• _SHORT TASK_
Each entry below is to be extracted exactly.

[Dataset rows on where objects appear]
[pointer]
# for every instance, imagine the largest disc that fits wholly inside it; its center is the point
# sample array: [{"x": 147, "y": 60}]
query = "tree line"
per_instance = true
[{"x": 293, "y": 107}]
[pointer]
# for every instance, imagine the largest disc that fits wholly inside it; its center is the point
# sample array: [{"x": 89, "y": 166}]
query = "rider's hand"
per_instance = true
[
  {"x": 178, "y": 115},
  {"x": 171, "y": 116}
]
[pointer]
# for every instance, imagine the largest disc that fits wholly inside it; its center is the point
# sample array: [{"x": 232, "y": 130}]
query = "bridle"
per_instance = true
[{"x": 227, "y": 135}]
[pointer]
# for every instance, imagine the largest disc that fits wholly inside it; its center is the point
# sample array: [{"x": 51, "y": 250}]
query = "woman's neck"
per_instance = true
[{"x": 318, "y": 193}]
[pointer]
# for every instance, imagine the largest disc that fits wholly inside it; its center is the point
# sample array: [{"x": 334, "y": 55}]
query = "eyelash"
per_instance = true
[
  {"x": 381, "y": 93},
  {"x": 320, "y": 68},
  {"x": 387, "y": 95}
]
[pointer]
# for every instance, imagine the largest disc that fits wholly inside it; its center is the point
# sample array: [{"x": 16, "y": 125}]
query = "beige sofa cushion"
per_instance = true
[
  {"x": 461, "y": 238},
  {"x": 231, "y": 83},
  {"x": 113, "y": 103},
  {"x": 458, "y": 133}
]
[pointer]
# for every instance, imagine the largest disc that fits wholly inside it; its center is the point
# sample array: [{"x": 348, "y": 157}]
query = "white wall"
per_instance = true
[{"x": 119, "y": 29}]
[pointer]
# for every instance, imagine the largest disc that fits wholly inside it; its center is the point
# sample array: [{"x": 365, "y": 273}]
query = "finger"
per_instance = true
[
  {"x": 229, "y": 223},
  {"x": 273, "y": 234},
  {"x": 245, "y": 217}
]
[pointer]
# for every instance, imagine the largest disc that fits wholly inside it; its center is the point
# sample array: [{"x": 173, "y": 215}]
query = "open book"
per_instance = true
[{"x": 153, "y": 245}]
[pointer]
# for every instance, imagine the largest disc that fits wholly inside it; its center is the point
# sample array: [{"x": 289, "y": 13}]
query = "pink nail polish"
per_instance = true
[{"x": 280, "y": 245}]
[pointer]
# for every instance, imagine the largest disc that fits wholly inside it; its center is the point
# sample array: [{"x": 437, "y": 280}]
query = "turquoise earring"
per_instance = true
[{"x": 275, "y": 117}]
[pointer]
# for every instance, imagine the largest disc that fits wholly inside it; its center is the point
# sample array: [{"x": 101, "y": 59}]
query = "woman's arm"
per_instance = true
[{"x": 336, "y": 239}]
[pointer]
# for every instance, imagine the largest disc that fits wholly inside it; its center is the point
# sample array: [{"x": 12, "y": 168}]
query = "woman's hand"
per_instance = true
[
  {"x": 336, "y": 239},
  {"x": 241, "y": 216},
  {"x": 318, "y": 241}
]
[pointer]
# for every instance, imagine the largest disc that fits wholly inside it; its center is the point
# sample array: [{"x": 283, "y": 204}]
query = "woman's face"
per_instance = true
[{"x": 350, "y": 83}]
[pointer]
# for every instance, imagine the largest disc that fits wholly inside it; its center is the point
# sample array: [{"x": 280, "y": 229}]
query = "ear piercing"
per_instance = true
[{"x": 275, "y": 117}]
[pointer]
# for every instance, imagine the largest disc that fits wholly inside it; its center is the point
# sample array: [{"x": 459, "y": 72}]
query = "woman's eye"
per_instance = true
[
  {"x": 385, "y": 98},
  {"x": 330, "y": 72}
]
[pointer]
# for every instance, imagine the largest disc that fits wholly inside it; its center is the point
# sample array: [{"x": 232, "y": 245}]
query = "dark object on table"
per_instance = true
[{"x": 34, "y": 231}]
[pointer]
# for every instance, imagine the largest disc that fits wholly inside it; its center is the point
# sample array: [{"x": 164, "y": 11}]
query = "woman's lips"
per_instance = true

• _OUTPUT OF THE TASK_
[pointer]
# for every instance, imagine the largest disc that fits wholly inside it; its center is the point
# sample array: [{"x": 147, "y": 60}]
query = "tree line"
per_instance = true
[{"x": 293, "y": 107}]
[pointer]
# for every instance, imagine the largest disc that fits wholly inside it; its center is the point
# sample array: [{"x": 89, "y": 166}]
query = "rider's hand"
per_instance = true
[
  {"x": 178, "y": 115},
  {"x": 171, "y": 116}
]
[pointer]
# for every instance, imagine the largest disc that fits wholly inside it; its center is the point
# sample array: [{"x": 232, "y": 130}]
query = "bridle"
per_instance = true
[{"x": 227, "y": 135}]
[pointer]
# for every instance, imagine the largest disc that fits wholly inside it; its center is the point
# sample array: [{"x": 51, "y": 250}]
query = "woman's neck"
per_instance = true
[{"x": 318, "y": 193}]
[pointer]
# for every instance, imagine the largest disc that fits wholly inside it; its center is the point
# sample array: [{"x": 334, "y": 55}]
query = "eyelash"
per_instance = true
[
  {"x": 381, "y": 93},
  {"x": 320, "y": 68},
  {"x": 387, "y": 95}
]
[pointer]
# for every instance, imagine the largest disc that fits wholly inside it; its center is the point
# sample array: [{"x": 16, "y": 125}]
query = "beige sofa cushion"
per_instance = true
[
  {"x": 461, "y": 238},
  {"x": 231, "y": 83},
  {"x": 113, "y": 103},
  {"x": 458, "y": 133}
]
[pointer]
# for every instance, imagine the largest disc that fits wholly inside it; its center is the point
# sample array: [{"x": 348, "y": 157}]
query = "white wall"
per_instance = true
[{"x": 119, "y": 29}]
[pointer]
# for every instance, imagine the largest disc that fits wholly inside it; its center is the point
# sample array: [{"x": 365, "y": 273}]
query = "finger"
per_instance = true
[
  {"x": 229, "y": 223},
  {"x": 273, "y": 234},
  {"x": 245, "y": 217}
]
[pointer]
# for every instance, imagine the largest disc that fits wholly inside it; its center is the point
# sample array: [{"x": 173, "y": 215}]
query = "open book"
per_instance = true
[{"x": 153, "y": 245}]
[pointer]
# for every instance, imagine the largest disc that fits wholly inside it; its center is the point
# sample array: [{"x": 289, "y": 13}]
query = "pink nail polish"
per_instance = true
[{"x": 280, "y": 245}]
[pointer]
# for every instance, imagine the largest disc that fits wholly inside it; its center is the point
# sample array: [{"x": 437, "y": 280}]
query = "turquoise earring"
per_instance = true
[{"x": 275, "y": 117}]
[pointer]
# for every instance, imagine the largest disc that fits wholly inside it; its center is the point
# sample array: [{"x": 101, "y": 59}]
query = "woman's arm"
per_instance = true
[{"x": 336, "y": 239}]
[pointer]
# for every instance, imagine the largest disc that fits wholly inside it; its center is the point
# sample array: [{"x": 12, "y": 168}]
query = "woman's hand"
per_instance = true
[
  {"x": 336, "y": 239},
  {"x": 241, "y": 216},
  {"x": 318, "y": 241}
]
[pointer]
# for every instance, imagine the largest disc that fits wholly inside it; its center is the point
# sample array: [{"x": 283, "y": 204}]
query = "woman's face"
per_instance = true
[{"x": 350, "y": 83}]
[pointer]
# for every instance, imagine the largest disc that fits wholly inside it; its center is the point
# sample array: [{"x": 280, "y": 229}]
query = "ear piercing"
per_instance = true
[{"x": 275, "y": 117}]
[pointer]
# for every instance, imagine the largest disc that fits wholly inside it; its center is the point
# sample array: [{"x": 459, "y": 72}]
query = "woman's eye"
per_instance = true
[
  {"x": 385, "y": 98},
  {"x": 330, "y": 72}
]
[pointer]
# for every instance, imagine the largest disc that fits wholly inside it; its center is the point
# sample array: [{"x": 232, "y": 245}]
query = "dark object on table"
per_instance = true
[{"x": 34, "y": 231}]
[pointer]
# for every instance, imagine the largest disc that fits wholly inside it; its center is the point
# sample array: [{"x": 164, "y": 11}]
query = "woman's lips"
per_instance = true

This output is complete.